Revision 5 as of 2009-11-27 14:05:57

Clear message


Ubuntu Cloud images are generic "fresh install" disk images that are started up on various clouds and configured at boot time. Previous releases only allowed customization via a user provided script. That script would run at S99 (similar to traditional rc.local).

Instead of requiring the user to write a script to customize the image, we would like to provide a configuration file syntax to support common customization, such as installing additional packages, installing all updates ...

Release Note

Ubuntu Cloud Images can now be configured via a human readable config file syntax. Previously customization could only be done via provided scripts.


Previous Ubuntu releases only supported customization via a script file running late in the boot process. This had many problems:

  • writing shell scripts is complex, easy to screw up
  • only 16k of user data can be passed in a ec2 user-data script
  • script based customization means that the script-provider must maintain their scripts themselves.

By providing a Config syntax with a limited number of options, we can make sure that a given config file behaves the same on different versions of the OS. For some users the config syntax may provide all the customization they need.

User stories

  • As a system administrator, I want to deploy an AMI based on the latest Ubuntu Server Edition in EC2. I run the example commands provided, and my instance is started with the latest Ubuntu updates automatically applied. I can confidently allow public access to the instance, knowing that it is always up to date, and I do not accrue any data transfer charges on account of the update process.
  • As a casual user of EC2, I would like to easily make small changes to my instance in its first boot, without having to know details of how the boot process works. I'd like to install some extra packages from the archive and some from my own ppa.



On first boot, the boot hooks implementation (server-lucid-ec2-boothooks,ServerLucidCloudBoothooks) will pass a config parser data that is identified as configuration data.

The following is a list of configuration items that we would like to support:

  • update the instance (apt-get upgrade)
  • add additional packages (apt-get install)
  • adding repositories (with shortcuts for a ppa) and installation of packages from these repositories.
  • mount EBS volumes at specified location
  • configure ephemeral storage usage
    • RAID 0 or LVM to give improved speed and size
    • define mount locations (/dev/sda2 on /var/log, /dev/sdb on /mnt ...)
  • 'runurl' support


This config syntax parser will be implemented as a plugin to the generic boot hooks implementation. It will be installed as part of the image.

UI Changes

  • Newly developed programs under the server-lucid-xc2 (ServerLuciXc2) spec may expose supported config options as command line options when creating an instance.

Point annotation dataset rows
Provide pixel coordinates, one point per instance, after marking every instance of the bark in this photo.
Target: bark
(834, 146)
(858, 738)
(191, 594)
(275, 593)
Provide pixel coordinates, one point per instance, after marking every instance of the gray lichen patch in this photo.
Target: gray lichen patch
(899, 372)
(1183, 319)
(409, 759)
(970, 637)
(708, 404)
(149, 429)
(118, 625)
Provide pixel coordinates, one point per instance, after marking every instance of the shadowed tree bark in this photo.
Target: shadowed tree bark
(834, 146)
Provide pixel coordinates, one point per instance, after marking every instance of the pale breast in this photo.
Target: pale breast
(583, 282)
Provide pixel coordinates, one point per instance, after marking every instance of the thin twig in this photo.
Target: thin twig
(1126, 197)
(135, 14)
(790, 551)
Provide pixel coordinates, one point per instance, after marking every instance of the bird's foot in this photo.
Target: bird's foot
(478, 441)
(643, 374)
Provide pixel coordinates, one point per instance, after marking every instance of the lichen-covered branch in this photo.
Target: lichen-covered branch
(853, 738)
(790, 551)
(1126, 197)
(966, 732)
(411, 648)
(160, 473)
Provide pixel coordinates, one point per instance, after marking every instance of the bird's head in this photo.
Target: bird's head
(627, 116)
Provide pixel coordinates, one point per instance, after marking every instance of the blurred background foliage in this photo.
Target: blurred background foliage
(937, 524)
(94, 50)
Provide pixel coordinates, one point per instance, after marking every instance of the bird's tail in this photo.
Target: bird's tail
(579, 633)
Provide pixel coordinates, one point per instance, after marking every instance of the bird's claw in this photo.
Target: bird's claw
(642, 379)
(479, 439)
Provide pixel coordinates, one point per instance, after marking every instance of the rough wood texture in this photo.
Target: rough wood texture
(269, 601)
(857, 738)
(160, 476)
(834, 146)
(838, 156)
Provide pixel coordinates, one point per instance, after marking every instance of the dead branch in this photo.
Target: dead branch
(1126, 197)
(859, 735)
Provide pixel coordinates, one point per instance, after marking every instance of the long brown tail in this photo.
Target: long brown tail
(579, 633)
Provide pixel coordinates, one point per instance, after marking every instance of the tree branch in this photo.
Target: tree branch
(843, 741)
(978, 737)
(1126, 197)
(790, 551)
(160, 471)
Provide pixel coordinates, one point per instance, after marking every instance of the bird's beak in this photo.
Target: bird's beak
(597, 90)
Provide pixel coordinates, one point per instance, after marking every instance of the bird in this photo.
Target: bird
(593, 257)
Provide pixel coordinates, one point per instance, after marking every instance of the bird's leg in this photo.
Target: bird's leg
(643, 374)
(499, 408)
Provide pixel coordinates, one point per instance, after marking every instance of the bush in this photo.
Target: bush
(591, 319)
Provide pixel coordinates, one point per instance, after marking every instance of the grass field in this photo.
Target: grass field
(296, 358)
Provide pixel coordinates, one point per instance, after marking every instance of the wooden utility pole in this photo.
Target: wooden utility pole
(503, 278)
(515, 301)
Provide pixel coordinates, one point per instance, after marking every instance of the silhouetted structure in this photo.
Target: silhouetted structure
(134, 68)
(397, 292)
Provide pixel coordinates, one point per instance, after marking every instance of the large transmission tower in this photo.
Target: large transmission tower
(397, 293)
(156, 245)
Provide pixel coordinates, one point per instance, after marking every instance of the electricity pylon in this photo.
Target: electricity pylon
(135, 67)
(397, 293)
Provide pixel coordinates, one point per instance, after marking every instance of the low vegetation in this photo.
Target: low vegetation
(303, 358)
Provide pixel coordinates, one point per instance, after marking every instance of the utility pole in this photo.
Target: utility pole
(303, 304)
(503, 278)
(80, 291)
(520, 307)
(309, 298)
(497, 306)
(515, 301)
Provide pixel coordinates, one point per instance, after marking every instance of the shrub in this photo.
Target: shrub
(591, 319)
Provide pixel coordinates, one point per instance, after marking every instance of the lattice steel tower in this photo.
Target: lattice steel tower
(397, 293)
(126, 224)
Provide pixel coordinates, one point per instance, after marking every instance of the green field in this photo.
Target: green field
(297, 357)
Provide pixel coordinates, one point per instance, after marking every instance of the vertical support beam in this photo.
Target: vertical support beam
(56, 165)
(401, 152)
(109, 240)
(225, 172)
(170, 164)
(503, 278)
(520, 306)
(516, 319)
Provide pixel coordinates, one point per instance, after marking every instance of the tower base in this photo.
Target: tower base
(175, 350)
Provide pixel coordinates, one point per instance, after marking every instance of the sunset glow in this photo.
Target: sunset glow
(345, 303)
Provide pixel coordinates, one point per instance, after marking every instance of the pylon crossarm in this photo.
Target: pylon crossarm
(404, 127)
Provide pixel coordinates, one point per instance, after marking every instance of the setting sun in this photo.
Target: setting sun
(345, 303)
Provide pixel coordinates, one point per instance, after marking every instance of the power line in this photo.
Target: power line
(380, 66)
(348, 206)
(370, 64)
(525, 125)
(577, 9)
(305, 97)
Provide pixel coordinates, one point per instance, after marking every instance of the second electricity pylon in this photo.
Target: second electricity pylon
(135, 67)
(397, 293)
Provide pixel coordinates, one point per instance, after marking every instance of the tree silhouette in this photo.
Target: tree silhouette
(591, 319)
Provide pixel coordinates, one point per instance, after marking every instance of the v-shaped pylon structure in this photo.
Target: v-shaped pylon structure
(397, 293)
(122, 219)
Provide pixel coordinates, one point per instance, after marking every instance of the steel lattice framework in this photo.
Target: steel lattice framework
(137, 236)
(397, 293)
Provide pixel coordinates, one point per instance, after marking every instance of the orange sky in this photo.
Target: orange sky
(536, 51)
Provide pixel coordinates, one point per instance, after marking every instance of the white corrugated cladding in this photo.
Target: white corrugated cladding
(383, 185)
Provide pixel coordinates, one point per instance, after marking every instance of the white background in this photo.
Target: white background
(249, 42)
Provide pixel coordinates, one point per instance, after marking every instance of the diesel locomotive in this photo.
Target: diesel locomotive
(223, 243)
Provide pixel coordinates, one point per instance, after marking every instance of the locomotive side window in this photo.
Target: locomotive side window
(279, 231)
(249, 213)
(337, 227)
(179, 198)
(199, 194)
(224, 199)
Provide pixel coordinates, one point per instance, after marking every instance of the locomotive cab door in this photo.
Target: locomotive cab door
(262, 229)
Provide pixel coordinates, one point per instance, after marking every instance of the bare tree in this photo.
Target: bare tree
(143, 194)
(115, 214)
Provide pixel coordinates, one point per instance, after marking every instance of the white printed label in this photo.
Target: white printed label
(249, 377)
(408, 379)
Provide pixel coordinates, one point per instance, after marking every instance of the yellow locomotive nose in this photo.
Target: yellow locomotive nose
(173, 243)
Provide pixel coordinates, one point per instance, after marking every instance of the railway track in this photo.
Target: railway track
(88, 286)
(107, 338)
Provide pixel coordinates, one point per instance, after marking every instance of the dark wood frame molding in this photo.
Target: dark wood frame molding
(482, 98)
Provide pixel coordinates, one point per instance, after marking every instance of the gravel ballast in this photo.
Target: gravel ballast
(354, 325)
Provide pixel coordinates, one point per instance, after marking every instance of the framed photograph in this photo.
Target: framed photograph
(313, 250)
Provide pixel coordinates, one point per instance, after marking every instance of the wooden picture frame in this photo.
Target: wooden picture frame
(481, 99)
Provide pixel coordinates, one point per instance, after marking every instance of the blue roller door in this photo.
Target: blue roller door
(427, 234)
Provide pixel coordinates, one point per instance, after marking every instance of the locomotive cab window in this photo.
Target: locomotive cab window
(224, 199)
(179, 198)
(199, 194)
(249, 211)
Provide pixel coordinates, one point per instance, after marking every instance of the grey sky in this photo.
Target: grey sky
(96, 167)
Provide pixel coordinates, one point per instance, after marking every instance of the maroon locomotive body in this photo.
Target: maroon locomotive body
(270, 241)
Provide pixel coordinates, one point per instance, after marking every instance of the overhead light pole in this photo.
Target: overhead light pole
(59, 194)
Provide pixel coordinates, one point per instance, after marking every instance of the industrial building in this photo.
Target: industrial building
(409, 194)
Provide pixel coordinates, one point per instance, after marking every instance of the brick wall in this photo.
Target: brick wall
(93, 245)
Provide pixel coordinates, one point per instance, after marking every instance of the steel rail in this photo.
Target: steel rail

**Exercise requirements**
• A. In the Ubuntu Cloud configuration spec, how much user data can be passed in an EC2 user-data script?
• B. Please continue the Ubuntu Cloud configuration spec from the end of its UI Changes item.
These rows are material apart from the Ubuntu Cloud configuration spec.

**Final results**
• A. Only 16k.

• B.
Code Changes

A plugin to the boot hooks implementation will be implemented. It will be passed data that is determined to be intended for the plugin.

This new plugin will need to implement the parsing of the configuration, and acting on the supported configuration types. Most likely:

  • the plugin will be implemented in python
  • the config file format will be read by python ConfigParser


These changes will be done in a backwards compatible manner. Users that were creating scripts for customizing their images and passing those scripts to ec2 in user-data will see no changes.

Documentation will be provided on the wiki to point users to the more simplistic and user friendly configuration file syntax.

Test/Demo Plan


This need not be added or completed until the specification is nearing beta.

Unresolved issues

This should highlight any issues that should be addressed in further specifications, and not problems with the specification itself; since any specification with problems cannot be approved.

BoF agenda and discussion

UDS discussion notes

The current method by which users can configure UEC/EC2 images is via 'user-data'. user-data that begins with #! is executed by the appropriate interpreter at S99 runlevel. This is a very effect method for customization but one that requires a fair amount of expertise to utilize.

It would be nice to provide a config file like syntax that would allow: - what mirrors to use / what additional repos to add - whether or not updates are installed on first boot - ssh private keys to use (allowing user to dictate them, rather than polling for random keys from ec2-console) - extra packages to install

Note: this differs from server-lucid-ec2-boothooks as this would provide only for specific/static function. [1] would provide a hook into the images that could allow for building this blueprint.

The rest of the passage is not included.